The Boat Race is a side-by-side rowing competition between the boat clubs of University of Oxford (sometimes referred to as the "Dark Blues") and the University of Cambridge (sometimes referred to as the "Light Blues"). The race was first held in 1829, and since 1845 has taken place on the 4.2 mi Championship Course on the River Thames in southwest London. The rivalry is a major point of honour between the two universities, as of 2014 it is followed throughout the United Kingdom and broadcast worldwide. Oxford went into the race as reigning champions, having beaten Cambridge by 1 1/4 lengths in the previous year's race, and held the overall lead, with 27 victories to Cambridge's 22 (excluding the "dead heat" of 1877).

Oxford were coached by William Fletcher (who rowed for Oxford in the 1890, 1891, 1892 and 1893 races), R. C. Lehmann (former president of the Cambridge Union Society and captain of the 1st Trinity Boat Club; although he had rowed in the trials eights for Cambridge, he was never selected for the Blue boat) and Douglas McLean (an Oxford Blue five times between 1883 and 1887). Cambridge's coach was Charles William Moore (who represented Cambridge in the 1881, 1882, 1883 and 1884 races).

The umpire for the race for the sixth year in a row was Frank Willan who won the event four consecutive times, rowing for Oxford in the 1866, 1867, 1868 and 1869 races.

==Crews==
The Oxford crew weighed an average of 12 st 3 lb (77.3 kg), 7 lb per rower more than their opponents. Cambridge's crew contained four rowers who had previously participated in the Boat Race, including Lionel Arthur Edward Ollivant, Charles Thurstan Fogg-Elliiot, Robert Orme Kerrison and Trevor Gwyn Elliot Lewis. Oxford saw five members of the previous year's crew return, including Charles Murray Pitman and Hugh Benjamin Cotton who were rowing in their third consecutive Boat Race. The Dark Blues also saw the introduction of William Burton Stewart, a rugby union Blue who Drinkwater described as "a useful heavy-weight" who had rowed for Brasenose and Leander Club at the Henley Royal Regatta. Eleven of the sixteen rowers were educated at Eton College. All of the competitors in the race were registered as British.

Record set ->
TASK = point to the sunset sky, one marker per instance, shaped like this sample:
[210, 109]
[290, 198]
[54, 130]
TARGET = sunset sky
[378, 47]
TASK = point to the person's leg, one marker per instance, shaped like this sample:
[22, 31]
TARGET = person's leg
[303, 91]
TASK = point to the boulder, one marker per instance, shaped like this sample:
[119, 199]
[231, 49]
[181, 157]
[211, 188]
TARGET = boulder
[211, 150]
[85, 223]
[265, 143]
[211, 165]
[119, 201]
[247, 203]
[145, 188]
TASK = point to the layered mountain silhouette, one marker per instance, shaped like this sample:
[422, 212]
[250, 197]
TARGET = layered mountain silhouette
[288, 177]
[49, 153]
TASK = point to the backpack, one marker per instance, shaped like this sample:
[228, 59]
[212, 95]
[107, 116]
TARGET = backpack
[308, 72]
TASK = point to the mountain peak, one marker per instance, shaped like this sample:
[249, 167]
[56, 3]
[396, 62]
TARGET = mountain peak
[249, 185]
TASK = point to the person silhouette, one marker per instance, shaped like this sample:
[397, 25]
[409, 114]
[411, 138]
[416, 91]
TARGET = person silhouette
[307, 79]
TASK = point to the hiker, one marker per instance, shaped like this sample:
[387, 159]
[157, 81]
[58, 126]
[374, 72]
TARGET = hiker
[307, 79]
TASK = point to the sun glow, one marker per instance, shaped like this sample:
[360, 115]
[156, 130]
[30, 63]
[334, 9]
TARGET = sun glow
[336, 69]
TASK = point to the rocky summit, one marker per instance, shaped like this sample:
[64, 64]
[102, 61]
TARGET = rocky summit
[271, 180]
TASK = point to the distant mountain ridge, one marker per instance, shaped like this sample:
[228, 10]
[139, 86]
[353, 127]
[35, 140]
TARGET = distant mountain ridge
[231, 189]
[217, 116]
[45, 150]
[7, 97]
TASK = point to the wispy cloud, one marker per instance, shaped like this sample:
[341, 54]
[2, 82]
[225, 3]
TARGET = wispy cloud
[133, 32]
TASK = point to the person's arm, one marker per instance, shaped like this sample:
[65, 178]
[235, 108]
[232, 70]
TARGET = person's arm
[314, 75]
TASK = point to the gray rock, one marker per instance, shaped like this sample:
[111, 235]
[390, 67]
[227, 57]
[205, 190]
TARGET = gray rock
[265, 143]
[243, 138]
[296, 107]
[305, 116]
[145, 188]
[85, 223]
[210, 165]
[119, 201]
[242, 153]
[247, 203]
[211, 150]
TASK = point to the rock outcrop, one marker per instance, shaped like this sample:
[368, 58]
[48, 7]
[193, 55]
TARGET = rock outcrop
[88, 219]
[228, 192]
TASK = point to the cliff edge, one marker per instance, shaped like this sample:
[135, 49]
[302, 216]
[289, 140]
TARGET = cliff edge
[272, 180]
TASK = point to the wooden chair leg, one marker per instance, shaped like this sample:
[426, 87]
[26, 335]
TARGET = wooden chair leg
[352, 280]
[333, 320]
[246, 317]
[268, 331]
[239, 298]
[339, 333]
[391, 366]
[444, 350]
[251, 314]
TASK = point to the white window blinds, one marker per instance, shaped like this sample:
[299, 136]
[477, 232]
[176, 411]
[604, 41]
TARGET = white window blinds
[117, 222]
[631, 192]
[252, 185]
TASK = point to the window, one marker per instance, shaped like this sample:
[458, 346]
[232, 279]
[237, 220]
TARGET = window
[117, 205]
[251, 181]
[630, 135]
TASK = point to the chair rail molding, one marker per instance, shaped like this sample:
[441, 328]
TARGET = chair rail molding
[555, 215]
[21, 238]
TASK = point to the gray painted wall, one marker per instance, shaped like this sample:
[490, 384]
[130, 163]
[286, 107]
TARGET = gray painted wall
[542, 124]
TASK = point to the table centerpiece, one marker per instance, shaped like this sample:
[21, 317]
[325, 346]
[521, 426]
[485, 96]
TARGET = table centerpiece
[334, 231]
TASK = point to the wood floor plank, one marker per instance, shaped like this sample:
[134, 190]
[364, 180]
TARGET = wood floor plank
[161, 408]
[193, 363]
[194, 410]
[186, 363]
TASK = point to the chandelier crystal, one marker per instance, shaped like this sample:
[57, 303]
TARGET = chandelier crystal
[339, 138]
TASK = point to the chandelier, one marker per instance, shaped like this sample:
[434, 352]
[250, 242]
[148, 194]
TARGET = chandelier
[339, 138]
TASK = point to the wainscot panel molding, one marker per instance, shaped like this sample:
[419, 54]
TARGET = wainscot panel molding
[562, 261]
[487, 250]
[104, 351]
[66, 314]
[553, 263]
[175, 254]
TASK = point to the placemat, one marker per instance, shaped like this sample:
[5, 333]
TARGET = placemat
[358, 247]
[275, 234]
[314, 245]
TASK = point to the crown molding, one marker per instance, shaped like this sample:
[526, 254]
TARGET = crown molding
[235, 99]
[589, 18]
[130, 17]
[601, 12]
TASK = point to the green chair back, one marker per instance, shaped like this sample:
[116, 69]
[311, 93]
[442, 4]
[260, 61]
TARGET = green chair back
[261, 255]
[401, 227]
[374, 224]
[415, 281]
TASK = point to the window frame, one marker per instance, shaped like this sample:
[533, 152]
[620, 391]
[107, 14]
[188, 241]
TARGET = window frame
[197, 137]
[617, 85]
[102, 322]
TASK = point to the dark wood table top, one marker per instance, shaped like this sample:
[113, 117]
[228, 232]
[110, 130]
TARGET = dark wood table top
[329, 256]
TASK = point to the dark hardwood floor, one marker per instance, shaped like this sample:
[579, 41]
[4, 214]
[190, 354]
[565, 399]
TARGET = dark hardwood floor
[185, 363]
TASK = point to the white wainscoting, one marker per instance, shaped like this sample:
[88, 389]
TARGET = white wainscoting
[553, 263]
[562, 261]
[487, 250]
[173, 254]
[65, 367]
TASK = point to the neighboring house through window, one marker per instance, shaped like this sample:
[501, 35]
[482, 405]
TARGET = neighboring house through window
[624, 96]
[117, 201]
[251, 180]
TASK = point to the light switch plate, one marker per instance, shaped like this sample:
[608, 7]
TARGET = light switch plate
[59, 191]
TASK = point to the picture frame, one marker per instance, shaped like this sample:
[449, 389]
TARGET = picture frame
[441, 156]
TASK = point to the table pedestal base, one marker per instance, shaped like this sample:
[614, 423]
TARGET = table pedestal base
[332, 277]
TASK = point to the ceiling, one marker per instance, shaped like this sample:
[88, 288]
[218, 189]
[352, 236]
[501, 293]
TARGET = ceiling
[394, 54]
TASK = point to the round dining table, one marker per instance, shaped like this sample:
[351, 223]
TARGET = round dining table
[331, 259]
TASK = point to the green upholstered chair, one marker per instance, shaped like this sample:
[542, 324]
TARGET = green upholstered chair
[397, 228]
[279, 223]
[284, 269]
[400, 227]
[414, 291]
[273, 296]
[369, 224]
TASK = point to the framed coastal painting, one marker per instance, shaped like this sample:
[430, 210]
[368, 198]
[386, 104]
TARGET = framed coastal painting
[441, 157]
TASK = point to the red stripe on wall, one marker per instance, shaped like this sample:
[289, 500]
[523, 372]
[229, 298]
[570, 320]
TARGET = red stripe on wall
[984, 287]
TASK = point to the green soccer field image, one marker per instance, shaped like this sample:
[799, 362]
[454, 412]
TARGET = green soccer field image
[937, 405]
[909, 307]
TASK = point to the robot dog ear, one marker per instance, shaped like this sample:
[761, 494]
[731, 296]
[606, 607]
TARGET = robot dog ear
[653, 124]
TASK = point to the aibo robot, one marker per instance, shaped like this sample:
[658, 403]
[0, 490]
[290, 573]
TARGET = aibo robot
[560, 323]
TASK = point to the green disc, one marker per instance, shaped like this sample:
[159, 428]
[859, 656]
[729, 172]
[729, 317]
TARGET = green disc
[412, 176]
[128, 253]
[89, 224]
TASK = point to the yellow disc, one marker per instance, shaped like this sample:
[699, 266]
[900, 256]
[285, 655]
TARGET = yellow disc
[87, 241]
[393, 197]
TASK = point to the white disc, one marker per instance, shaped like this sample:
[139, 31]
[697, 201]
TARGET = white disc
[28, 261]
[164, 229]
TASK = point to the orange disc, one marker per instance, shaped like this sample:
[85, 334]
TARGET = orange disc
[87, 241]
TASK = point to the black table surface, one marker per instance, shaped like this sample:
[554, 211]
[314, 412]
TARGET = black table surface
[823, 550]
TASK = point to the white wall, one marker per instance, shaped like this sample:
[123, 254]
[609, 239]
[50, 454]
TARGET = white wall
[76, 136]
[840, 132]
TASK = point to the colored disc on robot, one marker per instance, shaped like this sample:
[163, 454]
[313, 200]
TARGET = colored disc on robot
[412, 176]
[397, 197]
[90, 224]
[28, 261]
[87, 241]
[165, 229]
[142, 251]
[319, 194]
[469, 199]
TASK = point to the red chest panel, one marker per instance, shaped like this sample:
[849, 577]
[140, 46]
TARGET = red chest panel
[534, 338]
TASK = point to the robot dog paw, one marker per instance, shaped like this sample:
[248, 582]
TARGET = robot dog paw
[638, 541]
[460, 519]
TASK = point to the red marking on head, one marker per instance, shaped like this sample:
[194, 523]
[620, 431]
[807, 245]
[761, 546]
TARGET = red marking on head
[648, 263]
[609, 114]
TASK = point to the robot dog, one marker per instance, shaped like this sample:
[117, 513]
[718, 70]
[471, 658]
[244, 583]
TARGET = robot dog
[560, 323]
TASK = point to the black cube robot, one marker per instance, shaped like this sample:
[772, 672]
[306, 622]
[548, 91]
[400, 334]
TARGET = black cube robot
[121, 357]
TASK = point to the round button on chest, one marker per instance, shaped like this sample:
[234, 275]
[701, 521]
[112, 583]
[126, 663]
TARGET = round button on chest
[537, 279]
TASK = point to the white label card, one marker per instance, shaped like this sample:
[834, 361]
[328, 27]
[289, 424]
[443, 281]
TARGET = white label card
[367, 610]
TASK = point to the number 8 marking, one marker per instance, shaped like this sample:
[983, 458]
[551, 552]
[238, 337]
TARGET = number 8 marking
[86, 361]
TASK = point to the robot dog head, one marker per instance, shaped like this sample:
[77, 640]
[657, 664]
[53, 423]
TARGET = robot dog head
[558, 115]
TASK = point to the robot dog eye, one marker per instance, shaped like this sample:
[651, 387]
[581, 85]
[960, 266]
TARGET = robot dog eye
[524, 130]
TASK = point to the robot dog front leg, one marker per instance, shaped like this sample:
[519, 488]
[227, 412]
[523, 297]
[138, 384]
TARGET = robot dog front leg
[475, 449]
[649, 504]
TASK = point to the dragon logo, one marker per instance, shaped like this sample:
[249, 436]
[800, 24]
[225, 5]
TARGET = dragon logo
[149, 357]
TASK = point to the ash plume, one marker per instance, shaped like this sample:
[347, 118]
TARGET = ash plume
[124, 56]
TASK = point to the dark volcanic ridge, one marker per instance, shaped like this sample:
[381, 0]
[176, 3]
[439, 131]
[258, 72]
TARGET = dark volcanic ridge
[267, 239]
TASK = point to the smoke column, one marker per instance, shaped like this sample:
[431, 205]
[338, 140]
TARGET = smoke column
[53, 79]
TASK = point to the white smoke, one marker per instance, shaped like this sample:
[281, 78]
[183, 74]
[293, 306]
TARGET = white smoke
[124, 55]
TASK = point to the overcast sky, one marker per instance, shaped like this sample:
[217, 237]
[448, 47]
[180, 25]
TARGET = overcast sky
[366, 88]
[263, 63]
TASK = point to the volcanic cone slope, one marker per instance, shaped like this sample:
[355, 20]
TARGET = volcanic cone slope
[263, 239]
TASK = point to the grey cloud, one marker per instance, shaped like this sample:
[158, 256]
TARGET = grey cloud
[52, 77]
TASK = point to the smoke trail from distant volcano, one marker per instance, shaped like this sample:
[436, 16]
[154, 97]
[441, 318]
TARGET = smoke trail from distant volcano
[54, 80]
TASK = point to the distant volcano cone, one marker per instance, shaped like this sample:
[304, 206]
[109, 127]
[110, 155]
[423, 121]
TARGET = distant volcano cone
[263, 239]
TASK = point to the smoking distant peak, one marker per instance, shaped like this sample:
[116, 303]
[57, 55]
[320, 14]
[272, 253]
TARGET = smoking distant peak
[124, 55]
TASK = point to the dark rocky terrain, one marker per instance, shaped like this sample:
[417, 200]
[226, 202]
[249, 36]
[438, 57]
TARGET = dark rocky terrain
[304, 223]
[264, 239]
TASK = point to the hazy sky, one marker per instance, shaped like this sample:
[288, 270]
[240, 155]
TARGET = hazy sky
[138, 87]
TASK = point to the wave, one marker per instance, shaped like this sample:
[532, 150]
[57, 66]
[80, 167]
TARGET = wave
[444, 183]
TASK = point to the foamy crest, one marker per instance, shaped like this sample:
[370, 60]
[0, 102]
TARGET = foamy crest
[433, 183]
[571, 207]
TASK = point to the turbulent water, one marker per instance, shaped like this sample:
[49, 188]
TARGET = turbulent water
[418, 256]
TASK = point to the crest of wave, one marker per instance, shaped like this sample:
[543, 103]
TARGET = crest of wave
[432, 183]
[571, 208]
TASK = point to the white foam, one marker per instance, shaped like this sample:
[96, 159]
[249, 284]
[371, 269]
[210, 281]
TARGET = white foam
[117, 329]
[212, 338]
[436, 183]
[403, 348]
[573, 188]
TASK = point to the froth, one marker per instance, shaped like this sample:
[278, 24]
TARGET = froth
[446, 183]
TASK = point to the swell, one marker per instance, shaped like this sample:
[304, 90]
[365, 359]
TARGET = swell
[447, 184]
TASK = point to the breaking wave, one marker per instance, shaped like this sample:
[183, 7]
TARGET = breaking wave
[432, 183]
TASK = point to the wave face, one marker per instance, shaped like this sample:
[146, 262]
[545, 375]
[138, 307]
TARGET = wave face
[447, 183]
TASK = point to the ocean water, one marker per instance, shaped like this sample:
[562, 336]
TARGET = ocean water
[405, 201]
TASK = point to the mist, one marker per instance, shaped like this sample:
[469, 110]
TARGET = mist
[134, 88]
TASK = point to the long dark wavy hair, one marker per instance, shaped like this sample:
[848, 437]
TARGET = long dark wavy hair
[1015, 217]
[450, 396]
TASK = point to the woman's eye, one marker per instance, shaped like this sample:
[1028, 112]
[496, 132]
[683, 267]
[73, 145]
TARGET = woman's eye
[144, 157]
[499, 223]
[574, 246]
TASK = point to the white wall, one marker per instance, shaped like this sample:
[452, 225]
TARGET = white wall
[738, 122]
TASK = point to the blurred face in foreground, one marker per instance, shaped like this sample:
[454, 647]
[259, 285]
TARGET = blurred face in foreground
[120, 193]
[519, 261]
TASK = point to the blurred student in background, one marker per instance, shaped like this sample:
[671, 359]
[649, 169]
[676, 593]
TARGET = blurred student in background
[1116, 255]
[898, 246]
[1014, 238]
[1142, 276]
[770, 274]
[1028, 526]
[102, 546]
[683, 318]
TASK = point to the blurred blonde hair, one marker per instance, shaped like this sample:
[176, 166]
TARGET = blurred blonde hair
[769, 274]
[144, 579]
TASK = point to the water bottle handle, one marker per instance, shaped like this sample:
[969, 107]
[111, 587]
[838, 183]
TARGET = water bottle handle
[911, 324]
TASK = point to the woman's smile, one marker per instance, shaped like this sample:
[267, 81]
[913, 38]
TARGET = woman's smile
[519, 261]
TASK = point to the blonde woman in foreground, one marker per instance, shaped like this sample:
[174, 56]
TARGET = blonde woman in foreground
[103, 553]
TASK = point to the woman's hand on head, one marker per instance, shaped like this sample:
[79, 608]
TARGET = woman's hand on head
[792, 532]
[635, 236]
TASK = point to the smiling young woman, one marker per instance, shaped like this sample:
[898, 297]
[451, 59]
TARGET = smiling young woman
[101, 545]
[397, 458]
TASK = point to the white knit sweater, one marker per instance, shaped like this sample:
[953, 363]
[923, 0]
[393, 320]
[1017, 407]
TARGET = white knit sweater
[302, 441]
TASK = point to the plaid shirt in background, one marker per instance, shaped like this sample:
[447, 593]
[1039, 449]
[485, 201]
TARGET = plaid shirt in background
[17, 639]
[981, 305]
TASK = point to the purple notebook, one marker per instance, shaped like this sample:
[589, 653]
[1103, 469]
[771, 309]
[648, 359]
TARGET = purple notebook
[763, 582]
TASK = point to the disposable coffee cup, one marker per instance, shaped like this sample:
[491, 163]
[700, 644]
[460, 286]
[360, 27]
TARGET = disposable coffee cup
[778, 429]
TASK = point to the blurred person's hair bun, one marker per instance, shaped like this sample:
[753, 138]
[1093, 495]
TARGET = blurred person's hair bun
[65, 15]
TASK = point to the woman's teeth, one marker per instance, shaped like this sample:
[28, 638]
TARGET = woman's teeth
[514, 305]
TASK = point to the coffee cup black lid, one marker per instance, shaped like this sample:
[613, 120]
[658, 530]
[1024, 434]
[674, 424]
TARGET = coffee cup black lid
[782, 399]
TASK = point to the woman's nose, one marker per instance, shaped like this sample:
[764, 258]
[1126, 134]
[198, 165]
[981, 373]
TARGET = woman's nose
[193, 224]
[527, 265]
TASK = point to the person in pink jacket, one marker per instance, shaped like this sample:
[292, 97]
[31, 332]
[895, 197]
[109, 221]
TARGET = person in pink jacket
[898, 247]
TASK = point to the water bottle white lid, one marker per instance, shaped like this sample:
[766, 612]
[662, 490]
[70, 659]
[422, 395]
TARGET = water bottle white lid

Work instruction 1 -> Return the passage of the Boat Race text from "The umpire for" up to and including "and 1869 races.", copied word for word.
Work instruction 2 -> Translate this sentence from the Boat Race text into French: "All of the competitors in the race were registered as British."

Response 1 ->
The umpire for the race for the sixth year in a row was Frank Willan who won the event four consecutive times, rowing for Oxford in the 1866, 1867, 1868 and 1869 races.

Response 2 -> Tous les concurrents de la course étaient enregistrés comme britanniques.